:: TEXTE À LIRE ::

Ce matin je n’ai pas traîné car j’avais lu sur le papier de mon itinéraire <Today is a challenging day>. Je suis donc partie à 7h30 prête pour le pire ! En commençant j’ai du traverser le ruisseau plusieurs fois, en sautant d’une pierre à l’autre, un exercice d’équilibre pour ne pas mettre le pied à l’eau qui n’est pas mon point fort. Dès le début, il faut monter modérément mais de façon continue et, dans cette petite vallée, je dois traverser plusieurs fois sur la neige. Les montagnes découpées ont laissé la place à des montagnes plus rondes de couleur ocre mais arides et sans végétation.
Une fois que l’on quitte la vallée, une ascension plus difficile de 400 mètres commence jusqu’au sommet : le col de Hanuma La, que j’atteins sans trop de peine sur l’heure du lunch. En haut, sont plantés deux larges chorten reliés par un ensemble de drapeaux de prières. Je suis gratifiée par la vue majestueuse, un panorama grandiose de montagnes aux couleurs pastel. On voit la gorge du Zanskar, les sommets enneigés de la chaîne du Ladakh et tout en bas, de l’autre côté de la vallée, le village de Lingshed, ma destination finale pour aujourd’hui. Vu d’ici il me semble à une distance tout à fait raisonnable et j’ai l’impression de pouvoir l’atteindre en une heure ou deux.
Après avoir profité de ce magnifique spectacle tout en mangeant mon lunch, j’entame la descente en zigzag d’un pied léger, mais le chemin est aride et poussiéreux. En bas, nous nous arrêtons à un premier campement pour déguster un bon chaï. D’ici, le village me paraît tout proche mais c’est négliger que dans cette région de montagne, les distances sont trompeuses à cause du relief. Il y a encore cette montagne interminable à grimper. C’est dur sur le moral car je croyais vraiment que j’étais presque arrivée alors qu’il va me falloir encore plus de 2 heures pour un total de 7h30 avant d'atteindre mon objectif du jour ! En fait, je comprends que c’était surtout une journée dure psychologiquement car le village de Lingshed me narguait depuis le sommet de Hanuma La, comme s’il était tout prêt alors qu’il jouait avec mes nerfs et se cachait à chaque détour.

:: CONSIGNES ::
a) Dans le récit, à quelle heure a lieu le départ ce matin-là ?
b) Réécrivez le passage du récit allant de « Ce matin je » à « et sans végétation. », en remplaçant « ruisseau » par « torrent ».

:: LIGNES FOURNIES ::
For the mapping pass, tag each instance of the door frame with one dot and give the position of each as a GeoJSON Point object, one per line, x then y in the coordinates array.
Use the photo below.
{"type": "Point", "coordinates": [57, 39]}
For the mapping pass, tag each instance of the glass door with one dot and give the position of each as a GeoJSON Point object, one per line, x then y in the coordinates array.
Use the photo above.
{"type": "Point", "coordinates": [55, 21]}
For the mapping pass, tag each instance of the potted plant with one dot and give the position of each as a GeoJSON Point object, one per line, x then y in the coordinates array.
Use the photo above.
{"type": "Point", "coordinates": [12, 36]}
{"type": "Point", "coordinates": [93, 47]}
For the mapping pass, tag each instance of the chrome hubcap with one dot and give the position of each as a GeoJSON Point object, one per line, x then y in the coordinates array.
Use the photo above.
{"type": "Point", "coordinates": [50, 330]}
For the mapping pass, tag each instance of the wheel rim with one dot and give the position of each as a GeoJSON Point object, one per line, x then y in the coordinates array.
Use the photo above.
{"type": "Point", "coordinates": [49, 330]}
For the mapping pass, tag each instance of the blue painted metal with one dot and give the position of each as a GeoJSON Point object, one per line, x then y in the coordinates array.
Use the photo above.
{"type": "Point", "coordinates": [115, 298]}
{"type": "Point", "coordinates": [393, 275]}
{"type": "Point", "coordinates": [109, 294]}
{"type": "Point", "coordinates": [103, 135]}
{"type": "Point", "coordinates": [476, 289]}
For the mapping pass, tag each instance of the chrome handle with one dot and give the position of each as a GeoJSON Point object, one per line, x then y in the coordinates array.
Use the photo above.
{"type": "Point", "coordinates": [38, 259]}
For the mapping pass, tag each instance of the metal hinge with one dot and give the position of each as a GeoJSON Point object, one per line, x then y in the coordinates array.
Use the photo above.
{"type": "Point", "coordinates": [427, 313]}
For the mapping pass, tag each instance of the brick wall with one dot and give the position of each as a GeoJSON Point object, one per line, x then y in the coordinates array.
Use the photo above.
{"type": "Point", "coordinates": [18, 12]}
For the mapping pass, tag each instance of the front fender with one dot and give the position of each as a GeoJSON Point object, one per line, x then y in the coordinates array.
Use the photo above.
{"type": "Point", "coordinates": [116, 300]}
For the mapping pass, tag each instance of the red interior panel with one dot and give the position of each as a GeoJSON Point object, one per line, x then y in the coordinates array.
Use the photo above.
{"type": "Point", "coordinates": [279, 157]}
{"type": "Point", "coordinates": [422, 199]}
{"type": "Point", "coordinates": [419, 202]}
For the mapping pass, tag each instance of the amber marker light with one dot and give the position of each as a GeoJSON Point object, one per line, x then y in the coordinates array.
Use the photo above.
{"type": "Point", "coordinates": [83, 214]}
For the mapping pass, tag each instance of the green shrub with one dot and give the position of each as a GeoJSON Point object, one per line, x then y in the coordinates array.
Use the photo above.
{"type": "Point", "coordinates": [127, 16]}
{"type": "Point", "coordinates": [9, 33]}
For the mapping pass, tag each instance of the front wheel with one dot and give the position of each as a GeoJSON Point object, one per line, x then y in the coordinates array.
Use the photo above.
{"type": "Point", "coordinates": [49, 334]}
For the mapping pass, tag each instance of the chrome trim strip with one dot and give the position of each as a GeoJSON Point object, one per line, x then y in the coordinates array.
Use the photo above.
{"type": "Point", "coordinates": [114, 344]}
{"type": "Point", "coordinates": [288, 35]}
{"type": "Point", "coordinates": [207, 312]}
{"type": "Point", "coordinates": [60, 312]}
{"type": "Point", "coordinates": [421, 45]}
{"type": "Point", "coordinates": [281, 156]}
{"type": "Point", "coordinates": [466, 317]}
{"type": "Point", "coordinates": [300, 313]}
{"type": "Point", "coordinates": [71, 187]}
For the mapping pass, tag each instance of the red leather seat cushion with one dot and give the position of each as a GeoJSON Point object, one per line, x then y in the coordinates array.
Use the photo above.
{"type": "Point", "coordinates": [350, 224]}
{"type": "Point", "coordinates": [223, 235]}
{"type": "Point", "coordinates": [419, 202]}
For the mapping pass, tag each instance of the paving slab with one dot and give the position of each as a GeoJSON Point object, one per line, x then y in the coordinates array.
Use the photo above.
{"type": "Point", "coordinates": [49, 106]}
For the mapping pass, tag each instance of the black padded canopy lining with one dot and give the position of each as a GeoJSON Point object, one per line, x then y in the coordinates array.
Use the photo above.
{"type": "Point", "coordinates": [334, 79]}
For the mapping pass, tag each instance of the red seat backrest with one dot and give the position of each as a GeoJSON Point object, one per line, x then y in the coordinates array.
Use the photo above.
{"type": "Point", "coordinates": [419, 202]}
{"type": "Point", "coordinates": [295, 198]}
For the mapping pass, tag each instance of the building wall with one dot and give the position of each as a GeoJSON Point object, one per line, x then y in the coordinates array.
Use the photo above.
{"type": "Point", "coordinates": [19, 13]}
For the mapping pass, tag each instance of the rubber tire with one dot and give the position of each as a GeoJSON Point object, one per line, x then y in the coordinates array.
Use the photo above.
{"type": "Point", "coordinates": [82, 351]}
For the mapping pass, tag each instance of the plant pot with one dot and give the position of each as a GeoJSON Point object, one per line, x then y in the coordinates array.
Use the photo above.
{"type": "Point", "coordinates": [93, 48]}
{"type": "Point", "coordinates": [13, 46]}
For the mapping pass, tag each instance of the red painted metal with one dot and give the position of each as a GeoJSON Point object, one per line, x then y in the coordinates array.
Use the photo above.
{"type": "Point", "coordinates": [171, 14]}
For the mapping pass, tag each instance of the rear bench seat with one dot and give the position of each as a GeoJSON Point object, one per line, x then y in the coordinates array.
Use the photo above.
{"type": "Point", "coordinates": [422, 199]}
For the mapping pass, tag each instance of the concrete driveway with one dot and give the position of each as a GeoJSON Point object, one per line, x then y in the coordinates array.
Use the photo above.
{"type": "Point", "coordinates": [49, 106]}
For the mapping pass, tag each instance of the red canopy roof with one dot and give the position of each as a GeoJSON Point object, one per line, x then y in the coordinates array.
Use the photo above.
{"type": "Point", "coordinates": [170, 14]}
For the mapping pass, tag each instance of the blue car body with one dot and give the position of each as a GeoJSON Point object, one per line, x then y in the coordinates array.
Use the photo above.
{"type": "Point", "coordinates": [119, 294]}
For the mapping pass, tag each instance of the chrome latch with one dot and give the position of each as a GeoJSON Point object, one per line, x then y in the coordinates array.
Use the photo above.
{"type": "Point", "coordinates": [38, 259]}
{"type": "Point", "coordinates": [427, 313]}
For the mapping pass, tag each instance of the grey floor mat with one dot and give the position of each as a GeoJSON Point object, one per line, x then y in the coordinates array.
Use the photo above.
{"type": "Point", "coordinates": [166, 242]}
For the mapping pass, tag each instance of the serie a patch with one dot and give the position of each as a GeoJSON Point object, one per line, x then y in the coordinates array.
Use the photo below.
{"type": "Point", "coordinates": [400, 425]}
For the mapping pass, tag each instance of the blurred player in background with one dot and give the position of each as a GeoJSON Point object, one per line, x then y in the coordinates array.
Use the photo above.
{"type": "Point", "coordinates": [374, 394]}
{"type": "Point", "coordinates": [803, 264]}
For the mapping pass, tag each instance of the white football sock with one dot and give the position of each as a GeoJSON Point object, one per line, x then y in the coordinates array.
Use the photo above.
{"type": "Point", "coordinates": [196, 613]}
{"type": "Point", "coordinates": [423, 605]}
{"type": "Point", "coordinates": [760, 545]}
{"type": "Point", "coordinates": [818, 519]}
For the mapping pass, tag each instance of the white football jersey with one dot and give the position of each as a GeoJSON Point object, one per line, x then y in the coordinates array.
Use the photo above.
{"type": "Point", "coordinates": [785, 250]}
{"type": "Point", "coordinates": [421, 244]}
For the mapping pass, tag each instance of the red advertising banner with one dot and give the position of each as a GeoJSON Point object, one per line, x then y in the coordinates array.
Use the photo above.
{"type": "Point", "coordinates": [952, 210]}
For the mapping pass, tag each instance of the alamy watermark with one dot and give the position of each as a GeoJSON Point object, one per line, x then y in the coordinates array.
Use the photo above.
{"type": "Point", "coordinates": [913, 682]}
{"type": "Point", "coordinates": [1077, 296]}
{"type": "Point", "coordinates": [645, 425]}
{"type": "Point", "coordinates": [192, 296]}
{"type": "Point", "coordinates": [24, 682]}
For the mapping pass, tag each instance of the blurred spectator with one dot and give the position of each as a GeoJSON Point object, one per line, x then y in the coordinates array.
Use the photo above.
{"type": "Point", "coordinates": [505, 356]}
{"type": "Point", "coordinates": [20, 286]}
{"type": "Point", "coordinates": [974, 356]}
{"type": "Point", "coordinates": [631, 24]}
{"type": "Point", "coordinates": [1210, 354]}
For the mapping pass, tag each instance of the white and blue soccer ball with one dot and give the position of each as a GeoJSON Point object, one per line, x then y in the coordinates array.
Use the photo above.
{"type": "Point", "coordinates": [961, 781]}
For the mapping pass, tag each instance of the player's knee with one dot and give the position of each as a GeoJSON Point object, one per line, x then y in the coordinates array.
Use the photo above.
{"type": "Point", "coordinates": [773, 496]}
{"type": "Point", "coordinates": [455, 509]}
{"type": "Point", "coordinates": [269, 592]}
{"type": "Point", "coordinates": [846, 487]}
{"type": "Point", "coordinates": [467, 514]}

:: RÉPONSES OBTENUES ::
a) À 7h30.

b)
Ce matin je n’ai pas traîné car j’avais lu sur le papier de mon itinéraire <Today is a challenging day>. Je suis donc partie à 7h30 prête pour le pire ! En commençant j’ai du traverser le torrent plusieurs fois, en sautant d’une pierre à l’autre, un exercice d’équilibre pour ne pas mettre le pied à l’eau qui n’est pas mon point fort. Dès le début, il faut monter modérément mais de façon continue et, dans cette petite vallée, je dois traverser plusieurs fois sur la neige. Les montagnes découpées ont laissé la place à des montagnes plus rondes de couleur ocre mais arides et sans végétation.